Stored items:
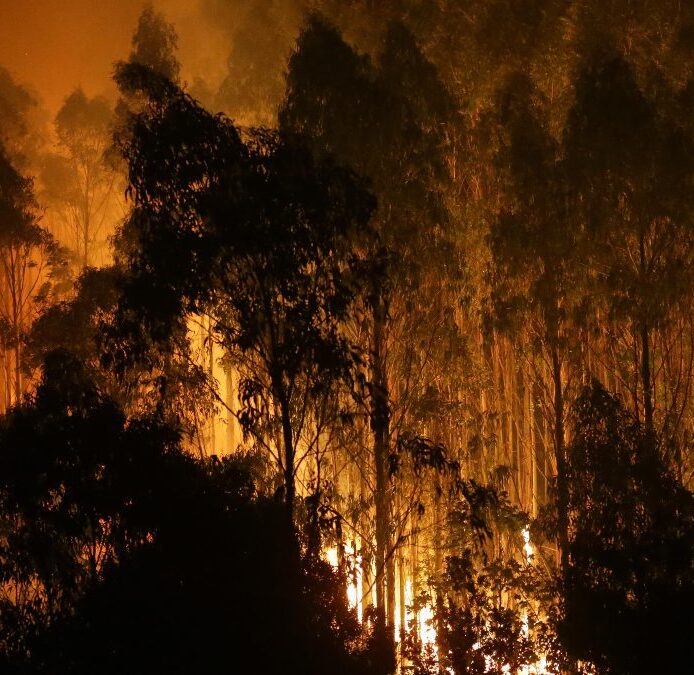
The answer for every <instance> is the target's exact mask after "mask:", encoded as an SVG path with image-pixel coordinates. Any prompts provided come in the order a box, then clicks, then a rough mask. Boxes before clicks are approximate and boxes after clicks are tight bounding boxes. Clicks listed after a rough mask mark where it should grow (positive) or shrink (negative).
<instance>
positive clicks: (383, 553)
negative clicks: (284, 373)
mask: <svg viewBox="0 0 694 675" xmlns="http://www.w3.org/2000/svg"><path fill="white" fill-rule="evenodd" d="M374 296H375V297H374V303H373V352H372V364H371V367H372V378H371V379H372V387H373V390H372V396H371V430H372V432H373V448H374V462H375V469H376V494H375V500H374V501H375V506H376V606H377V608H378V609H379V610H380V611H381V612H382V614H383V618H384V619H386V621H387V623H388V624H389V625H392V622H391V621H388V619H389V618H390V614H391V611H390V610H391V608H390V607H388V600H389V598H387V597H386V582H388V584H389V585H390V581H391V580H390V579H386V577H390V576H391V575H390V574H387V573H386V567H388V568H390V565H387V558H388V553H389V548H390V546H389V544H390V537H389V522H388V520H389V517H390V509H389V503H388V502H389V499H388V452H389V448H388V445H389V438H388V437H389V432H390V408H389V403H388V382H387V376H386V362H385V331H386V320H387V308H386V303H385V301H384V299H383V296H382V293H381V292H380V290H377V291H376V293H375V294H374ZM391 558H392V556H391ZM393 581H394V580H393ZM388 591H389V593H388V595H391V593H392V592H393V591H394V589H393V588H389V589H388ZM392 609H394V608H392Z"/></svg>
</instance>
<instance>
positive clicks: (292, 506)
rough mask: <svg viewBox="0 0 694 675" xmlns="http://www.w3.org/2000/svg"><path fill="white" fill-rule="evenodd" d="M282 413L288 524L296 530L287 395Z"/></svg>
mask: <svg viewBox="0 0 694 675" xmlns="http://www.w3.org/2000/svg"><path fill="white" fill-rule="evenodd" d="M280 414H281V416H282V442H283V444H284V491H285V492H284V498H285V507H286V516H287V524H288V527H289V531H293V530H294V500H295V497H296V485H295V483H294V470H295V467H294V463H295V461H294V460H295V458H294V434H293V432H292V421H291V416H290V412H289V401H287V400H286V397H281V398H280Z"/></svg>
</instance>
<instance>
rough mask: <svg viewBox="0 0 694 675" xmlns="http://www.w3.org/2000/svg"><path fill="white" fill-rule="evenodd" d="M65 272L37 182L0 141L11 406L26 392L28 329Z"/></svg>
mask: <svg viewBox="0 0 694 675" xmlns="http://www.w3.org/2000/svg"><path fill="white" fill-rule="evenodd" d="M64 271H65V270H64V257H63V252H62V250H61V248H60V247H59V246H58V244H57V242H56V241H55V239H54V238H53V237H52V236H51V234H50V233H49V232H47V231H46V230H45V229H44V228H43V227H41V225H40V224H39V211H38V207H37V204H36V201H35V199H34V194H33V183H32V181H31V180H30V179H28V178H24V177H23V176H22V175H21V174H19V173H18V172H17V171H16V169H15V168H14V166H13V165H12V163H11V162H10V161H9V159H8V158H7V156H6V155H5V151H4V148H2V147H1V146H0V320H1V322H2V348H3V352H4V357H5V364H4V366H5V367H4V373H3V375H4V381H5V391H4V404H5V406H8V405H10V404H11V403H16V402H19V400H20V399H21V397H22V394H23V392H24V384H23V372H22V350H23V345H24V339H25V336H26V332H27V330H28V328H29V326H30V325H31V322H32V320H33V319H34V318H35V316H36V314H37V310H38V308H39V306H40V305H41V304H42V303H43V302H45V301H46V300H48V298H49V297H50V295H51V293H52V291H53V290H56V289H58V288H59V285H60V282H61V276H64V275H63V274H62V273H63V272H64ZM63 280H64V279H63ZM11 354H12V358H10V355H11Z"/></svg>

• **Activity**:
Check each line in the entries above for the string "positive", then give the number of matching lines alone.

• **Reply to the exercise**:
3